(Data to process begins)

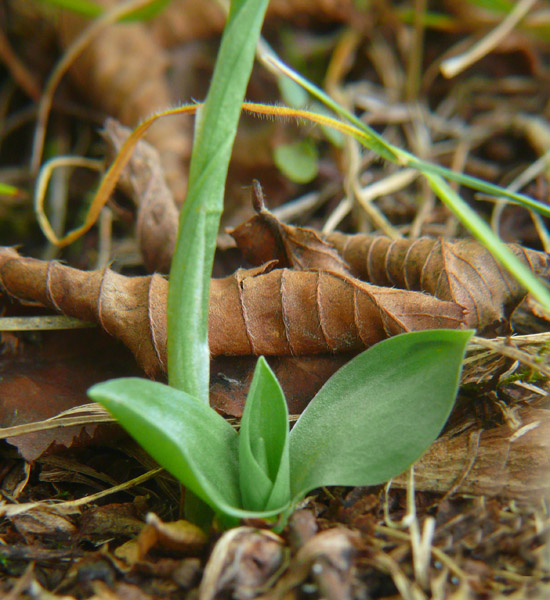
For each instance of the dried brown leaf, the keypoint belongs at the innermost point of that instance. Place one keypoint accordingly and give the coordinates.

(Data to process ends)
(Data to process begins)

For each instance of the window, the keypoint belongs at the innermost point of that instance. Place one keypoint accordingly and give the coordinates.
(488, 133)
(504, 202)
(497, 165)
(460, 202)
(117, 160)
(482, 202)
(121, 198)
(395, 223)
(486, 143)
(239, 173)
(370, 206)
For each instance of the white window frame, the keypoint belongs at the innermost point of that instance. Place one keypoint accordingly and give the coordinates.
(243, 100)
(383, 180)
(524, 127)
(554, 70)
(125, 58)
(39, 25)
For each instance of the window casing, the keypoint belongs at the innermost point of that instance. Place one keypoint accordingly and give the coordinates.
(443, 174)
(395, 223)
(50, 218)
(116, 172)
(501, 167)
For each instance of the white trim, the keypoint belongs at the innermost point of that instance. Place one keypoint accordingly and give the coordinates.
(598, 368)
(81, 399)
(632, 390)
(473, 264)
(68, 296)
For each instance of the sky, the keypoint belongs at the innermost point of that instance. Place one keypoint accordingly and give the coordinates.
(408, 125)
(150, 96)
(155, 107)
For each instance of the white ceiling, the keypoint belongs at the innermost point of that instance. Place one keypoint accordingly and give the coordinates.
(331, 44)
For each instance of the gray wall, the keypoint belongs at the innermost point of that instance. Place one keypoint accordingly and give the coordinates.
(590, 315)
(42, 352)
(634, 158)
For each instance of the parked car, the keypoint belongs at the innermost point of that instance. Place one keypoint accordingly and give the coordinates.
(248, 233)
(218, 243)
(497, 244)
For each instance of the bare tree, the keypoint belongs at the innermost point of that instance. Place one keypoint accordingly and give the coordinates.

(Data to process ends)

* Exercise:
Take the stretch of lines above from the one containing "For each instance of the white ceiling, the" through the one containing "For each instance of the bare" and repeat it exactly, adding no other line.

* Answer to the problem:
For each instance of the white ceiling, the keypoint belongs at the innermost point of that instance. Place one keypoint accordingly and give the coordinates.
(331, 44)
For each instance of the gray wall, the keypoint belongs at the innermost point of that instance. Place one keypoint accordingly and give the coordinates.
(590, 315)
(42, 352)
(634, 158)
For each instance of the parked car, the keypoint belongs at the innermost point of that instance. Place one keypoint accordingly and give the coordinates.
(248, 233)
(218, 243)
(497, 244)
For each instance of the bare tree, the keypoint belongs at the innermost point of that instance. Place one keypoint accordingly and give the coordinates.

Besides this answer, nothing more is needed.